**The task**
From the entries below, pull out every line that contains the string "autumn". Letter case counts.

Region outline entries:

********************

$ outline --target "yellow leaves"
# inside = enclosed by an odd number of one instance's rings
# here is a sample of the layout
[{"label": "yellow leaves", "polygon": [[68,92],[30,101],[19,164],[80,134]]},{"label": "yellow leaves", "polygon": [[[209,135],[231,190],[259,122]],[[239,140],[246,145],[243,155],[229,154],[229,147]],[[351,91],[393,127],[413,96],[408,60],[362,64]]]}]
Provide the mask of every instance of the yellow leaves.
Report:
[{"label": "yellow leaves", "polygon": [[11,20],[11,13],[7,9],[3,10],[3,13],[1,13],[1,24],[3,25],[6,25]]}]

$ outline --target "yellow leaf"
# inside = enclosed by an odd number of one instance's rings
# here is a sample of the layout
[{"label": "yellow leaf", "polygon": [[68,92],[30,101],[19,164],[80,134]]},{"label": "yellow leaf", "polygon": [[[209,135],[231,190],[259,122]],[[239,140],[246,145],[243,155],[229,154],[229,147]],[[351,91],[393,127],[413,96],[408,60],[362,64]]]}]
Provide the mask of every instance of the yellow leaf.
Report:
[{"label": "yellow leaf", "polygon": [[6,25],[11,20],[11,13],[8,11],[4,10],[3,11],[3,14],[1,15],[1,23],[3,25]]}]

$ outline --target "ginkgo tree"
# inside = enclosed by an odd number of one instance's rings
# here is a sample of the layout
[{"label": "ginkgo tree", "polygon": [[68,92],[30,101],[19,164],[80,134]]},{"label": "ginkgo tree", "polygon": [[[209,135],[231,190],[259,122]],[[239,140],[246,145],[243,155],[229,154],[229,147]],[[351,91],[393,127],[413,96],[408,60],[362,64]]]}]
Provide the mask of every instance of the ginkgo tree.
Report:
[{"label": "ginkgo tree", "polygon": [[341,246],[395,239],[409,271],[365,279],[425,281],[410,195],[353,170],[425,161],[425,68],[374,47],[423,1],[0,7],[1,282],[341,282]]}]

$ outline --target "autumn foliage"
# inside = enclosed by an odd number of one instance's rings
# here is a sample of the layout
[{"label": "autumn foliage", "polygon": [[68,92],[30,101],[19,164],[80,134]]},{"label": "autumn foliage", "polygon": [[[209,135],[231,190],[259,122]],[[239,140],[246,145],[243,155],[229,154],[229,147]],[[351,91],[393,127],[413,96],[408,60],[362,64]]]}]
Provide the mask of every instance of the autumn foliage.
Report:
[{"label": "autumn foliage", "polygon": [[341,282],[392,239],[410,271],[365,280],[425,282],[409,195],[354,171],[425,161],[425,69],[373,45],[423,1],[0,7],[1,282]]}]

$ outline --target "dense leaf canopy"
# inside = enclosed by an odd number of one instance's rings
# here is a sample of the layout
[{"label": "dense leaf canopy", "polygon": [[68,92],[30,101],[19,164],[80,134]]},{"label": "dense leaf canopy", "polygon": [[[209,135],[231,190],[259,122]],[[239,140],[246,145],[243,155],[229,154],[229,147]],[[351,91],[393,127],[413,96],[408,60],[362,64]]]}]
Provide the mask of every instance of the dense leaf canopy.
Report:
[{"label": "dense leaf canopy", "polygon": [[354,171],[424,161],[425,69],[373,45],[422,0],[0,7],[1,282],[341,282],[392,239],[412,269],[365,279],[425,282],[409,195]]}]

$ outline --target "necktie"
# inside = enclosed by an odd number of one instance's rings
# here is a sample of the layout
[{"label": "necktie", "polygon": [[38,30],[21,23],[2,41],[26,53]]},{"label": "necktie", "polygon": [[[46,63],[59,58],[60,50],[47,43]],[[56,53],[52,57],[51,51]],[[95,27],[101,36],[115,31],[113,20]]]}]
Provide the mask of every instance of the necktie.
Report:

********************

**Complete answer**
$ outline --target "autumn foliage"
[{"label": "autumn foliage", "polygon": [[68,92],[30,101],[19,164],[80,134]]},{"label": "autumn foliage", "polygon": [[[209,135],[231,190],[259,122]],[[239,140],[246,145],[243,155],[229,154],[229,147]],[[351,91],[393,127],[413,96],[408,60],[362,64]]]}]
Provide the mask of every instance of the autumn foliage.
[{"label": "autumn foliage", "polygon": [[341,282],[392,239],[410,271],[365,280],[425,282],[409,195],[354,171],[425,161],[425,69],[373,45],[423,1],[0,7],[1,282]]}]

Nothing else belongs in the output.